▶ [Source passage]
☆ ☆ ☆ ☆ ☆
The imaginary unit $i$ is needed, e.g. because the derivative is an anti-hermitian operator (recall the usual integration-by-part proof), while the momentum is required to be a hermitian operator in quantum mechanics.

This post imported from StackExchange Physics at 2015-03-30 13:52 (UTC), posted by SE-user Qmechanic
answered Dec 3, 2012 by Qmechanic (3,120 points) [ no revision ]
Wow, I knew this. I wasn't thinking straight today, gotta remember to not post questions when I have a fever. Thanks for the clear explanation!

This post imported from StackExchange Physics at 2015-03-30 13:52 (UTC), posted by SE-user rubenvb
Comment to the answer (v1): we focus on spatial directions $\mu=1,2,3$, and assume the sign convention $(-,+,+,+)$. See also this Phys.SE post.

This post imported from StackExchange Physics at 2015-03-30 13:52 (UTC), posted by SE-user Qmechanic
+ 1 like - 0 dislike

(Qmechanic has already given the answer. However since i spent some time writing the answer below so i am anyway posting it)
☆ ☆ ☆ ☆ ☆
▶ [Provided data]
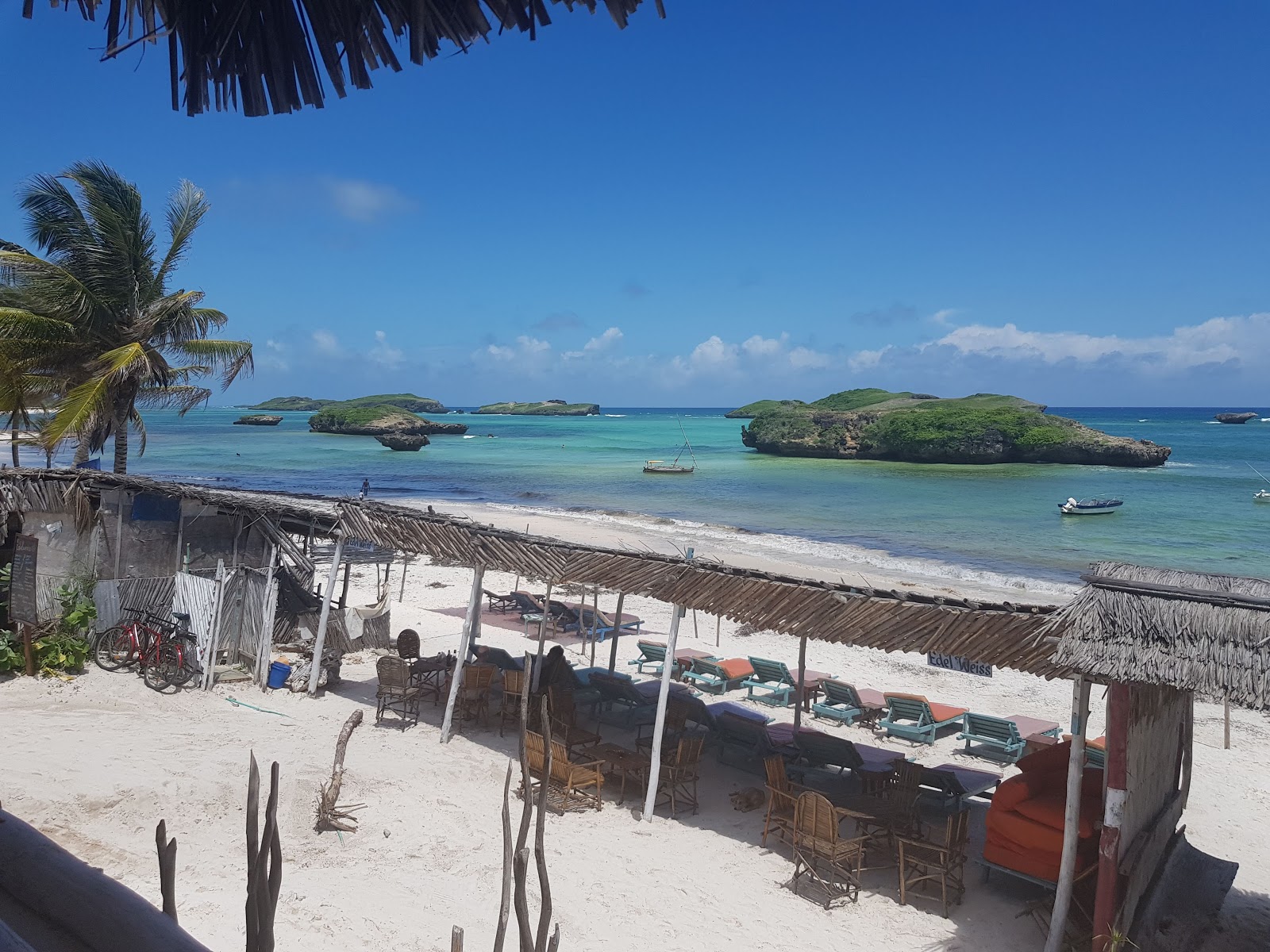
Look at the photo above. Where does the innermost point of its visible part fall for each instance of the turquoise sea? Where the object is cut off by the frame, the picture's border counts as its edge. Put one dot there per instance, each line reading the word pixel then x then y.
pixel 1197 512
☆ ☆ ☆ ☆ ☆
▶ [Problem to solve] Set down, word for word, the stretch of the forum thread above between "The imaginary unit" and "this Phys.SE post.", inclusive.

▶ [Problem solution]
The imaginary unit $i$ is needed, e.g. because the derivative is an anti-hermitian operator (recall the usual integration-by-part proof), while the momentum is required to be a hermitian operator in quantum mechanics.

This post imported from StackExchange Physics at 2015-03-30 13:52 (UTC), posted by SE-user Qmechanic
answered Dec 3, 2012 by Qmechanic (3,120 points) [ no revision ]
Wow, I knew this. I wasn't thinking straight today, gotta remember to not post questions when I have a fever. Thanks for the clear explanation!

This post imported from StackExchange Physics at 2015-03-30 13:52 (UTC), posted by SE-user rubenvb
Comment to the answer (v1): we focus on spatial directions $\mu=1,2,3$, and assume the sign convention $(-,+,+,+)$. See also this Phys.SE post.